— OBJECTIVE —
Each entry should be quoted word for word, including every mark of punctuation.

━━━━━ PROVIDED MATERIAL

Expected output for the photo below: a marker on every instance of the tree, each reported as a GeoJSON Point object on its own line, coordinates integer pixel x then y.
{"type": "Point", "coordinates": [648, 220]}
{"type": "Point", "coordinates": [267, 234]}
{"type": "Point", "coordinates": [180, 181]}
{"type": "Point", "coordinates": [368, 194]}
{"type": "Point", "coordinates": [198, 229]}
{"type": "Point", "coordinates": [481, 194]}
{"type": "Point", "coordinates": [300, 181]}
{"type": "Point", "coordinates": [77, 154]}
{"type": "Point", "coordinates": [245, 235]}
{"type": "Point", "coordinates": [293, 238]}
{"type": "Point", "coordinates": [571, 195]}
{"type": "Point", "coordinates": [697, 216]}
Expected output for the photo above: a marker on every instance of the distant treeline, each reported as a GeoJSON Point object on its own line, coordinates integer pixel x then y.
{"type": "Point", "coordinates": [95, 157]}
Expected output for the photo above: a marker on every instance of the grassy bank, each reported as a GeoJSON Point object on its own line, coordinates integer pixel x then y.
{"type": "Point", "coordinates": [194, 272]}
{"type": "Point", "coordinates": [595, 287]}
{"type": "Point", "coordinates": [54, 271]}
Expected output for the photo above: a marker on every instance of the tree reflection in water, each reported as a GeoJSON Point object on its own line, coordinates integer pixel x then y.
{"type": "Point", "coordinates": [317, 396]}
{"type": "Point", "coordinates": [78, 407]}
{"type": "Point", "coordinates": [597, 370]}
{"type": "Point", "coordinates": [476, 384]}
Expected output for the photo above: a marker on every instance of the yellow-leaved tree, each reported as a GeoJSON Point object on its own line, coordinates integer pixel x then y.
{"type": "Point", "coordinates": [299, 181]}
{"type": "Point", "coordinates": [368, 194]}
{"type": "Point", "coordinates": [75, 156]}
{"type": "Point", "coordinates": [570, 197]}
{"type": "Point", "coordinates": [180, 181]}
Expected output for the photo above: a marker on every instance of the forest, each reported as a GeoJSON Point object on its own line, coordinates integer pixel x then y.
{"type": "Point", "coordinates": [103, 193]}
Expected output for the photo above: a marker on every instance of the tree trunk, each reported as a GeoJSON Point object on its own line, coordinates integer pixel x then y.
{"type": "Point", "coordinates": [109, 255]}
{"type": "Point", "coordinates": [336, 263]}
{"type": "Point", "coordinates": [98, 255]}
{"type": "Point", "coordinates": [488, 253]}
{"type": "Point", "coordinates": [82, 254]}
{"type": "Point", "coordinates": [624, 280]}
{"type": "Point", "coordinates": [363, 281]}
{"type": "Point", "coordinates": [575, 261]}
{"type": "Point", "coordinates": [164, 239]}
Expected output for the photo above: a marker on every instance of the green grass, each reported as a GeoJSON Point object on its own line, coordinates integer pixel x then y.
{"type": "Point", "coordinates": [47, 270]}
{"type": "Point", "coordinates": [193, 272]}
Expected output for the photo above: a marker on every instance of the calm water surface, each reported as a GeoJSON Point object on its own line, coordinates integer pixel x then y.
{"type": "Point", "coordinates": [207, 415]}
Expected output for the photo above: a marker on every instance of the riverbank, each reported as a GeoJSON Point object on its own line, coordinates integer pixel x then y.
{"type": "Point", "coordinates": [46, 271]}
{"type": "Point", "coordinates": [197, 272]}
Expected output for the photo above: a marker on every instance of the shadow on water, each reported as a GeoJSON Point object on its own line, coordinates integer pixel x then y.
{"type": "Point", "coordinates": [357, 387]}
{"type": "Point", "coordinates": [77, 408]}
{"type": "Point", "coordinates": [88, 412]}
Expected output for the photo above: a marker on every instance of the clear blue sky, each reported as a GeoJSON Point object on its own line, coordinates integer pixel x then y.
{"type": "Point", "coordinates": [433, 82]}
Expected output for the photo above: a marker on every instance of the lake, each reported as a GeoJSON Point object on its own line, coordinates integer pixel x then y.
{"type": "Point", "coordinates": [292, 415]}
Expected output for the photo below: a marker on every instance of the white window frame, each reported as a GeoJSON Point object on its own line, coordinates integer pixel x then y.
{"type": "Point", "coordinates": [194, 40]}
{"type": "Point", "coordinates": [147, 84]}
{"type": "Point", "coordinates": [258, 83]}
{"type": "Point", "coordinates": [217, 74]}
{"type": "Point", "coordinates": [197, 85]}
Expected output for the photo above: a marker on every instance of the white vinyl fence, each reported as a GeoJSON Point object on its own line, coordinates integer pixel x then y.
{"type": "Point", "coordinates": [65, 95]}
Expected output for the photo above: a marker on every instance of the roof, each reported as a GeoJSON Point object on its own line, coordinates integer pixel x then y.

━━━━━━━━━━

— TASK RESPONSE —
Expected output for the photo below: a marker on every instance of the tree, each reported as a GeoJSON Point object on its own line, coordinates integer pixel x then y.
{"type": "Point", "coordinates": [648, 220]}
{"type": "Point", "coordinates": [267, 234]}
{"type": "Point", "coordinates": [180, 181]}
{"type": "Point", "coordinates": [368, 194]}
{"type": "Point", "coordinates": [198, 229]}
{"type": "Point", "coordinates": [481, 194]}
{"type": "Point", "coordinates": [300, 181]}
{"type": "Point", "coordinates": [77, 154]}
{"type": "Point", "coordinates": [245, 235]}
{"type": "Point", "coordinates": [293, 238]}
{"type": "Point", "coordinates": [571, 195]}
{"type": "Point", "coordinates": [697, 216]}
Expected output for the photo above: a marker on every instance of the distant treeline, each reported as a GeoJSON Point object on its own line, coordinates integer pixel x then y.
{"type": "Point", "coordinates": [95, 157]}
Expected output for the photo above: a marker on every instance of the grassy bank, each reported as a GeoJSON Point object on its own line, coordinates integer pixel x then y.
{"type": "Point", "coordinates": [194, 272]}
{"type": "Point", "coordinates": [595, 287]}
{"type": "Point", "coordinates": [54, 271]}
Expected output for the photo above: a marker on every instance of the tree reflection in water, each reported as a GeoJSON Point object on its own line, coordinates integer pixel x then y.
{"type": "Point", "coordinates": [317, 396]}
{"type": "Point", "coordinates": [78, 407]}
{"type": "Point", "coordinates": [597, 370]}
{"type": "Point", "coordinates": [476, 384]}
Expected output for the photo above: a marker on every instance of the yellow-leaved tree, each reported as a GeoJSON Point object on its own line, coordinates integer pixel x then y.
{"type": "Point", "coordinates": [299, 181]}
{"type": "Point", "coordinates": [368, 194]}
{"type": "Point", "coordinates": [75, 156]}
{"type": "Point", "coordinates": [570, 197]}
{"type": "Point", "coordinates": [180, 181]}
Expected output for the photo above: a marker on every instance of the forest, each reported as a GeoJSON Point object on its own line, coordinates integer pixel x then y.
{"type": "Point", "coordinates": [103, 193]}
Expected output for the photo above: a marker on every instance of the tree trunk, each reported as a GeoJSON Point object on its own line, coordinates integer pixel x then y.
{"type": "Point", "coordinates": [109, 255]}
{"type": "Point", "coordinates": [336, 263]}
{"type": "Point", "coordinates": [98, 255]}
{"type": "Point", "coordinates": [488, 253]}
{"type": "Point", "coordinates": [82, 254]}
{"type": "Point", "coordinates": [624, 280]}
{"type": "Point", "coordinates": [363, 281]}
{"type": "Point", "coordinates": [575, 261]}
{"type": "Point", "coordinates": [164, 239]}
Expected output for the photo above: a marker on every instance of the green grass, each reported as a GeoJSON Point object on its own line, coordinates integer pixel x then y.
{"type": "Point", "coordinates": [47, 270]}
{"type": "Point", "coordinates": [193, 272]}
Expected output for the photo above: a marker on every instance of the calm water surface, each reported as a GeoJSON Point object on its own line, coordinates integer pixel x then y.
{"type": "Point", "coordinates": [207, 415]}
Expected output for the photo above: a marker on every instance of the riverbank, each reported as a GeoJSON Point object on its own line, coordinates integer pixel x then y.
{"type": "Point", "coordinates": [46, 271]}
{"type": "Point", "coordinates": [197, 272]}
Expected output for the photo above: a marker on every instance of the shadow on water, each reported as a GeoJSON Point object on its own line, coordinates integer pixel x then y.
{"type": "Point", "coordinates": [357, 387]}
{"type": "Point", "coordinates": [77, 408]}
{"type": "Point", "coordinates": [88, 412]}
Expected output for the photo above: a marker on every instance of the clear blue sky, each reported as a GeoJSON Point object on its own line, coordinates integer pixel x then y.
{"type": "Point", "coordinates": [433, 82]}
Expected output for the photo above: a marker on every instance of the lake, each reported as a GeoJSON Point object on its own line, coordinates integer pixel x then y.
{"type": "Point", "coordinates": [292, 415]}
Expected output for the photo below: a marker on every instance of the white window frame, each reported as a GeoJSON Point object on its own line, coordinates integer pixel x then y.
{"type": "Point", "coordinates": [194, 40]}
{"type": "Point", "coordinates": [147, 84]}
{"type": "Point", "coordinates": [258, 83]}
{"type": "Point", "coordinates": [217, 74]}
{"type": "Point", "coordinates": [197, 85]}
Expected output for the photo above: a marker on every instance of the white vinyl fence, each reported as a GeoJSON Point object on its own line, coordinates integer pixel x then y.
{"type": "Point", "coordinates": [65, 95]}
Expected output for the photo above: a marker on every instance of the roof, each reported as a GeoJSON Point object on its own line, coordinates integer pixel x then y.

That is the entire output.